A structured set of objections, weighed in public.

Desk editor's note, referee report, simulated authors' rebuttal, and a circularity audit. Tearing a paper down is the easy half of reading it; the pith above is the substance, this is the friction.

Referee Report

2 major / 1 minor

Summary. The manuscript models meter-wavelength polarized source counts to predict an SKA-Low RM grid density of N(>P) ~ 5 (P/100 μJy)^{-0.75} deg^{-2}. For a 10,000 deg² AA4 survey it forecasts >50,000 RMs at ~0.05 rad/m² precision (an order-of-magnitude gain), illustrates partial tests with AA* data, and demonstrates current constraints on cosmic magnetism by comparing LOFAR RMs with cosmological MHD simulations.

Significance. If the source-count model holds, the predicted RM grid would materially advance precision studies of cosmic magnetism, enabling tighter constraints on early-Universe fields, AGN feedback, and the magnetized CGM. The LOFAR–MHD comparison already supplies a concrete, falsifiable demonstration of the method.

major comments (2)
  1. [Abstract] Abstract: the headline prediction (>50,000 RMs over 10,000 deg²) is obtained by integrating the quoted power-law N(>P) ~ 5 (P/100 μJy)^{-0.75} deg^{-2} down to the survey threshold. The functional form and normalization are stated to come from 'modeling' but the abstract (and, on the information supplied, the methods) supplies neither the input catalogs, fitting procedure, nor any cross-check against existing deep m-λ polarized catalogs at P ≲ 100 μJy. Without these, the integrated density and the 'order of magnitude improvement' claim cannot be assessed.
  2. [Abstract] Abstract: no error bars, sensitivity tests, or alternative slope/normalization scenarios are reported for the source-count integral. A plausible flattening or change in normalization below current detection limits would shift the predicted RM count by a factor of several, directly affecting the central quantitative claim.
minor comments (1)
  1. [Abstract] The statement that predictions 'can be partially tested during the Science Verification phase using the AA* Sky Model data' is left at a high level; a short quantitative example (e.g., expected number of sources at the quoted 240 μJy threshold) would strengthen the claim.

Simulated Author's Rebuttal

2 responses · 0 unresolved

We thank the referee for their careful and constructive review. We address each major comment below and commit to revisions that will strengthen the presentation of the source-count model.

> [To do]:
1/ Translate this sentence from the SKA-Low critique into Spanish: "The LOFAR–MHD comparison already supplies a concrete, falsifiable demonstration of the method."
2/ Reproduce the passage of the SKA-Low critique starting at "2 major / 1" and ending at "of the method.".
3/ List every component that the opening lines of the SKA-Low critique say it includes.

> [Extracted records]:

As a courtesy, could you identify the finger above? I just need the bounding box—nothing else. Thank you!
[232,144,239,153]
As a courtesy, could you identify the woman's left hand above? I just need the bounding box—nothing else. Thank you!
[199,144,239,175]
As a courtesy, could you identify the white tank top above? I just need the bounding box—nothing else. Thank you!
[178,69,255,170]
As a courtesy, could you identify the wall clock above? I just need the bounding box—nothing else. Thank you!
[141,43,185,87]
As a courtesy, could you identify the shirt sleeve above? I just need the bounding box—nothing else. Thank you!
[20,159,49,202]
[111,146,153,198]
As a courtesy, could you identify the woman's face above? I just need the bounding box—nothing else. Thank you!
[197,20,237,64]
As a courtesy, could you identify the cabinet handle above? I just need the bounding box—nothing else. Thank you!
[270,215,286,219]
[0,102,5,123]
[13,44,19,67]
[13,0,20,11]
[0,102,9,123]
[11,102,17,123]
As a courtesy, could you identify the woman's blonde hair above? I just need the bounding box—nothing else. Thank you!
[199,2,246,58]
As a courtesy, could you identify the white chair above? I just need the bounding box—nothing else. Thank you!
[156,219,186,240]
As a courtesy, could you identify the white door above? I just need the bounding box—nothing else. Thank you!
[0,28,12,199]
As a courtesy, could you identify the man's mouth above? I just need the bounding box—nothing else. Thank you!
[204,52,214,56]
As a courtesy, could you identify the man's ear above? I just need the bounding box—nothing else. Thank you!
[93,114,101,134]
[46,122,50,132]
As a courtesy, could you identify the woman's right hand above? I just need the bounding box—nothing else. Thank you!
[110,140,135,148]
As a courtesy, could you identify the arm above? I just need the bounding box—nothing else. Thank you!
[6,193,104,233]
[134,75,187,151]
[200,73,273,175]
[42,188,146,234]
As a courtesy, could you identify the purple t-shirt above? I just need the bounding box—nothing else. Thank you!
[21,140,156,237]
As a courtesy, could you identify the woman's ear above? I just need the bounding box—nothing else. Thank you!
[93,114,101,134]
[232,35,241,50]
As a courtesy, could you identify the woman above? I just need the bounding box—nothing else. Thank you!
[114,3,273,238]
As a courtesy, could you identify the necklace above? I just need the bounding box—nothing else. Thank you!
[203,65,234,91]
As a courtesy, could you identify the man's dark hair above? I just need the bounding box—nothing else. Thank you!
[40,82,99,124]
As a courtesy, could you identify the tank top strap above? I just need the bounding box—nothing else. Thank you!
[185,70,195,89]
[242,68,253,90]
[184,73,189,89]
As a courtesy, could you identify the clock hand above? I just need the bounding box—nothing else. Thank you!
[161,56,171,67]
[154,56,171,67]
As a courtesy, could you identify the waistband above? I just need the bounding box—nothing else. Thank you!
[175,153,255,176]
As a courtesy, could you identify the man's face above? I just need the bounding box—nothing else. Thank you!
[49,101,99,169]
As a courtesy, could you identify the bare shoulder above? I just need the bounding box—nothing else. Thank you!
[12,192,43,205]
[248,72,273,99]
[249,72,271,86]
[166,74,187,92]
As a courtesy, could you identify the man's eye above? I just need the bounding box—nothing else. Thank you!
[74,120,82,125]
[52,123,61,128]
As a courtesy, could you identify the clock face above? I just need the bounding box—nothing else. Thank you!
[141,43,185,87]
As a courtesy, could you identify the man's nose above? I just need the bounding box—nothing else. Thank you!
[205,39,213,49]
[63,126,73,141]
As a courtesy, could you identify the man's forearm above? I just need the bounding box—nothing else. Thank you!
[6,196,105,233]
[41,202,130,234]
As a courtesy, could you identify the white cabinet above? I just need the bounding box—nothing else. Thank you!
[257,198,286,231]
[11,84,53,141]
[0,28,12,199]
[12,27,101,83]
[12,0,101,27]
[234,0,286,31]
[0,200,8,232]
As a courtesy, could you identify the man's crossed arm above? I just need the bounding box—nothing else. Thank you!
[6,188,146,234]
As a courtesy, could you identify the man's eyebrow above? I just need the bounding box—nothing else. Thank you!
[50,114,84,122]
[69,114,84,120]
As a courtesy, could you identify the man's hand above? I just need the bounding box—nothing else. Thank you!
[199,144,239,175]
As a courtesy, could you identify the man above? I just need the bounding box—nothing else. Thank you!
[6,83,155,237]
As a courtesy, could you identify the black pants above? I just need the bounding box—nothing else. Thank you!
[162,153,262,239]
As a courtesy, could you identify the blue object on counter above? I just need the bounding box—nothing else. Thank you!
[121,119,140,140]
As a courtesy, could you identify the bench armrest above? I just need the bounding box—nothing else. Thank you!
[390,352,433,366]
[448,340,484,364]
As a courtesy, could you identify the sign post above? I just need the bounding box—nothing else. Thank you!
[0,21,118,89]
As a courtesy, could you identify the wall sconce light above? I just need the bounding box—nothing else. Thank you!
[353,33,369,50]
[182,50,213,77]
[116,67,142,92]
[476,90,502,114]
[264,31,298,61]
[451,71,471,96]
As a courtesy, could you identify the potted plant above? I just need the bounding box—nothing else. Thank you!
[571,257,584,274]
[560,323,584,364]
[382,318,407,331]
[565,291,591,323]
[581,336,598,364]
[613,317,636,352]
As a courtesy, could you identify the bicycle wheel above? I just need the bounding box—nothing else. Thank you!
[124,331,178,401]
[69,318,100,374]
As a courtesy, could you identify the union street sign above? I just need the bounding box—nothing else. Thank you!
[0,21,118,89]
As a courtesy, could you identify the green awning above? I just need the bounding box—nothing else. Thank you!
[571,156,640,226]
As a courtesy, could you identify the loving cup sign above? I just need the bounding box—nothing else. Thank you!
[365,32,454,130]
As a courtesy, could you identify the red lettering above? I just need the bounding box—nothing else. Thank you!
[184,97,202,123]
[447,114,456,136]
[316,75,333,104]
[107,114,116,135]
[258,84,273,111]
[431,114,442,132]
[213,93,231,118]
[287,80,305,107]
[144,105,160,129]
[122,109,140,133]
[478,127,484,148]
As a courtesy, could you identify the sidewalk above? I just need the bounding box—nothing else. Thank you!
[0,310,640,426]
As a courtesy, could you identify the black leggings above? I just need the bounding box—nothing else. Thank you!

> [Per-task answers]:
1/ La comparación LOFAR–MHD ya aporta una demostración concreta y falsable del método.

2/
2 major / 1 minor

Summary. The manuscript models meter-wavelength polarized source counts to predict an SKA-Low RM grid density of N(>P) ~ 5 (P/100 μJy)^{-0.75} deg^{-2}. For a 10,000 deg² AA4 survey it forecasts >50,000 RMs at ~0.05 rad/m² precision (an order-of-magnitude gain), illustrates partial tests with AA* data, and demonstrates current constraints on cosmic magnetism by comparing LOFAR RMs with cosmological MHD simulations.

Significance. If the source-count model holds, the predicted RM grid would materially advance precision studies of cosmic magnetism, enabling tighter constraints on early-Universe fields, AGN feedback, and the magnetized CGM. The LOFAR–MHD comparison already supplies a concrete, falsifiable demonstration of the method.

3/
- Desk editor's note
- Referee report
- Simulated authors' rebuttal
- Circularity audit